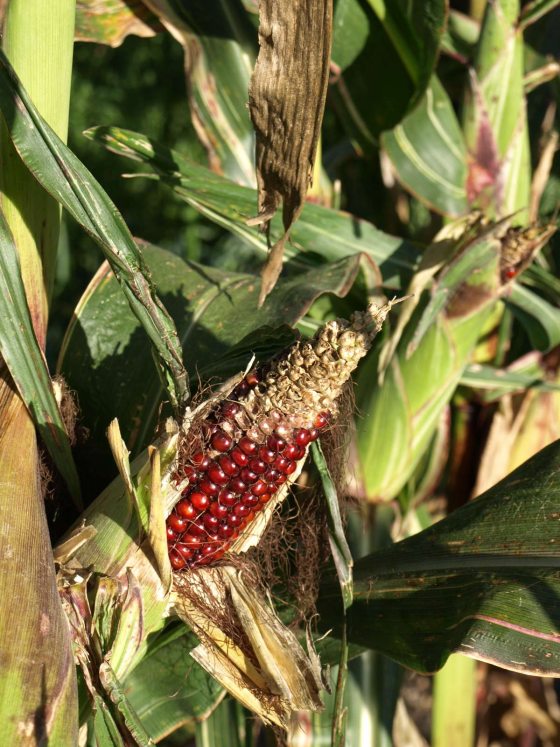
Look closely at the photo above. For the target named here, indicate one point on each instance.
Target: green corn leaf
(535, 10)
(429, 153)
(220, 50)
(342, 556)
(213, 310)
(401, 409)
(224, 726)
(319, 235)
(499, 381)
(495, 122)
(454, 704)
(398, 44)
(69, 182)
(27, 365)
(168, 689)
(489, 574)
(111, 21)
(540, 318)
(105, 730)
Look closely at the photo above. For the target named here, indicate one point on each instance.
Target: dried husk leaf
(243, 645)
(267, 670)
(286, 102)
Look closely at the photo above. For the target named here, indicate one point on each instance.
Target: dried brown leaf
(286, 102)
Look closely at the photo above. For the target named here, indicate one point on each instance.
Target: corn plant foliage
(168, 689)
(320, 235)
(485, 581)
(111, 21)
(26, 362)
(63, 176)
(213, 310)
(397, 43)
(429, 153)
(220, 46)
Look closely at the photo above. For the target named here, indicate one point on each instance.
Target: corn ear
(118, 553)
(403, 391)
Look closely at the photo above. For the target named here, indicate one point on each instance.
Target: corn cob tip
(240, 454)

====================

▶ **Problem to work on**: Pictures stay out; repeat all the rest of the records exactly.

▶ **Solution to the problem**:
Look closely at the photo above. For the target named here, indicate one point on each instance.
Target: green corn leaf
(535, 10)
(429, 153)
(220, 50)
(342, 556)
(213, 310)
(401, 409)
(224, 726)
(319, 235)
(499, 381)
(495, 122)
(454, 704)
(398, 44)
(69, 182)
(27, 365)
(168, 689)
(489, 574)
(111, 21)
(540, 318)
(105, 730)
Look closely at the photo above. For the target named here, indicate one point on each instance.
Target: dried husk leaf
(243, 645)
(267, 670)
(286, 102)
Look closely at the photo above. For the target named here, indicate one point on each instance.
Target: dried brown leaf
(286, 102)
Look closely at the photo above. For the target named here, indicate one point on each instance.
Target: corn plant foliage
(168, 689)
(320, 235)
(485, 581)
(111, 21)
(26, 362)
(63, 176)
(213, 310)
(397, 43)
(429, 153)
(220, 46)
Look closely at the photo above. For the target named here, indicate one point on each instance.
Target: corn ear
(118, 553)
(403, 391)
Look closely at the photo above. For the target named here, indicate one point on each instance.
Target: corn cob tip
(240, 454)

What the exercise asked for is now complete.